--- INSTRUCTIONS TO FOLLOW ---
The copy you give must match the records exactly, except that it holds no images.

▬▬▬▬▬▬▬▬▬▬

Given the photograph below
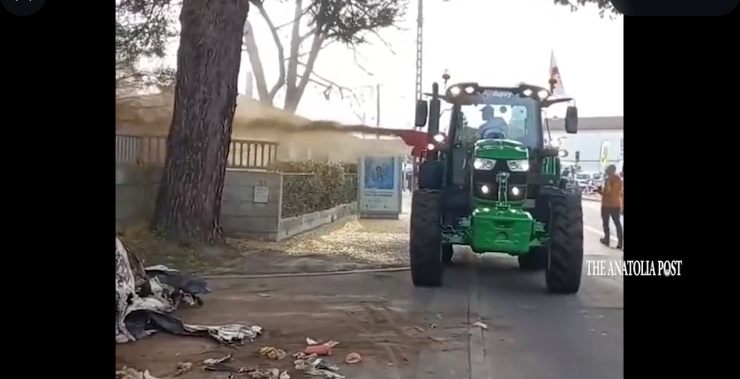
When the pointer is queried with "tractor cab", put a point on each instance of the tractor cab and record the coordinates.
(492, 181)
(485, 124)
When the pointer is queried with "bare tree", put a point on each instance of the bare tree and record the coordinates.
(189, 199)
(349, 22)
(143, 28)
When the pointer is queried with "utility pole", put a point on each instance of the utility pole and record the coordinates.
(377, 109)
(419, 64)
(419, 48)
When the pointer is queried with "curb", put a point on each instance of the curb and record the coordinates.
(304, 274)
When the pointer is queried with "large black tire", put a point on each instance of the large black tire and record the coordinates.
(426, 238)
(535, 260)
(447, 253)
(563, 274)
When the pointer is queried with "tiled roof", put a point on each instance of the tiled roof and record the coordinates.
(591, 123)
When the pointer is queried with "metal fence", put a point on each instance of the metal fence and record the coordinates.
(151, 151)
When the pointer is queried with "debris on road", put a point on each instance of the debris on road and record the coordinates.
(217, 361)
(145, 297)
(183, 367)
(312, 365)
(266, 373)
(319, 348)
(353, 358)
(132, 373)
(270, 352)
(481, 325)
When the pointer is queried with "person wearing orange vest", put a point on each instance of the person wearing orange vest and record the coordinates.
(611, 206)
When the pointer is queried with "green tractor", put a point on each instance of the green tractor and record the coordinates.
(496, 188)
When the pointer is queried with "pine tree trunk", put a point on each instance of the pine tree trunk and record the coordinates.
(189, 199)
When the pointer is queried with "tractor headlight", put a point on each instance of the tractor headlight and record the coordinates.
(518, 166)
(483, 164)
(518, 193)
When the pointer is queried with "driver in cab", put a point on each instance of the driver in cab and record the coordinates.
(493, 127)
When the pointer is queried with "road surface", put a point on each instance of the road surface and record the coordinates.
(404, 332)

▬▬▬▬▬▬▬▬▬▬

--- REPLY ---
Given the photograph below
When the pointer is queried with "tractor cab", put a point on each instance of the tractor cab and record the coordinates.
(492, 181)
(485, 124)
When the pointer is queried with "bare tree", put a point on each instance of the bare tree and record the coordinates.
(189, 199)
(349, 22)
(143, 28)
When the pointer is queried with "utility pole", put a point on each instance of the utility pole and record the coordinates.
(377, 109)
(419, 64)
(419, 48)
When the pointer is queried with "curb", put a point on each instance of the curb and record the coordinates.
(304, 274)
When the pointer is queried with "large black tire", put a point on each instance of the large black tire and record the coordinates.
(426, 238)
(535, 260)
(447, 253)
(563, 274)
When the pointer is queried with "tiled roof", put a point on each instance of the tiled roof and record the coordinates.
(591, 123)
When the pointer is queried with "metal fence", put a point on each instance of the metal fence and record the coordinates.
(151, 151)
When the pointer is queried with "debris on road", put a point on each instance of the debris on road and record the coordinates.
(217, 361)
(145, 297)
(183, 367)
(312, 365)
(266, 373)
(319, 348)
(353, 358)
(132, 373)
(270, 352)
(481, 325)
When the pointer is queried with "person wearing orange vest", put a point on each instance of the person wearing orange vest and record the coordinates.
(611, 206)
When the pointer is queried with "green tractor", put a point on each instance of the green tractor and record the coordinates.
(496, 188)
When the pointer is queried with "pine tree trunk", put a point on each instance of the pine tree trunk and record the coordinates.
(189, 199)
When the pointer is queried with "tractor headlight", put a point on each instance of the tractor headlight and record the coordinates.
(518, 166)
(483, 164)
(518, 193)
When the pointer is queried with "driver in cab", put a point on each instance of the driver in cab and record the coordinates.
(493, 127)
When the pointer is queried with "road surface", put a point on each instance of the road surface and record the coordinates.
(404, 332)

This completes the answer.